Garzón y Ramírez (1995, p. 55ss) han mostrado en este poema la forma como el símbolo se escalona en el paralelismo entre el movimiento objetivo y la interiorización; igualmente, la alternancia rítmica entre las estrofas para acompañar el sentimiento que las cobija: suavidad, movimiento, calma, silencio, ansiedad, introspección. Agreguemos el uso magistral de la heterometría: el endecasílabo que alterna con el alejandrino y modula el ritmo y esa especie de pie quebrado con el que se anuncia el cierre arquitectónico del poema: “Cállate siempre, siempre...”. En Hélices de angustia Cáceres ensaya también sus primeros sonetos, para los cuales apela a los cruces paradójicos y a la música rotunda de la tradición hispánica: Ruta en la noche al sueño no soñado, arpa en la voz del aire conmovido, para poder vivir lo no vivido fue preciso olvidar lo ya olvidado (Cáceres, 1945, p. 55).
------
● **EJERCICIO**: Según el fragmento de lectura, ¿en qué obra ensaya Cáceres sus primeros sonetos?
------
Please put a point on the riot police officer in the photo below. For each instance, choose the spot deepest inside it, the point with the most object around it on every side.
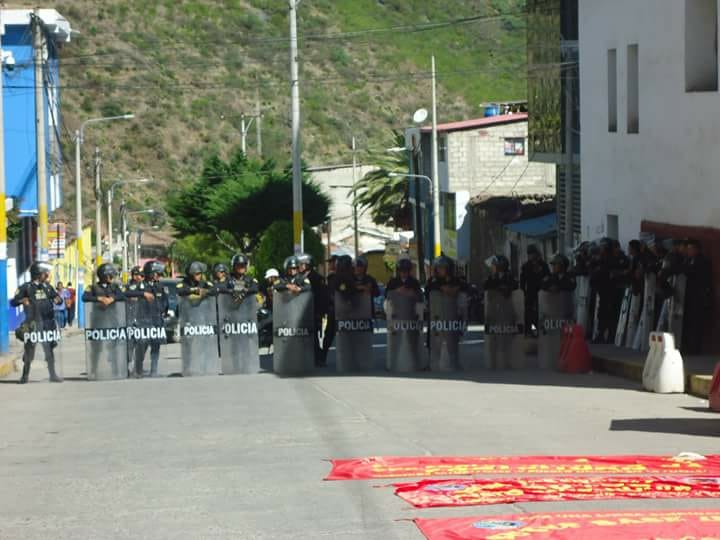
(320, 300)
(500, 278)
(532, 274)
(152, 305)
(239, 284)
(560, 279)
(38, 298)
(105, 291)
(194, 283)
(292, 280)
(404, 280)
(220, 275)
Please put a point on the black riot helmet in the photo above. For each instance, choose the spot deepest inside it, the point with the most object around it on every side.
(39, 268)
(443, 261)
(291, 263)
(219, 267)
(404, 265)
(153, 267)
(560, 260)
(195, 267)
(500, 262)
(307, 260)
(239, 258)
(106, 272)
------
● **RESULTADO**: En *Hélices de angustia*.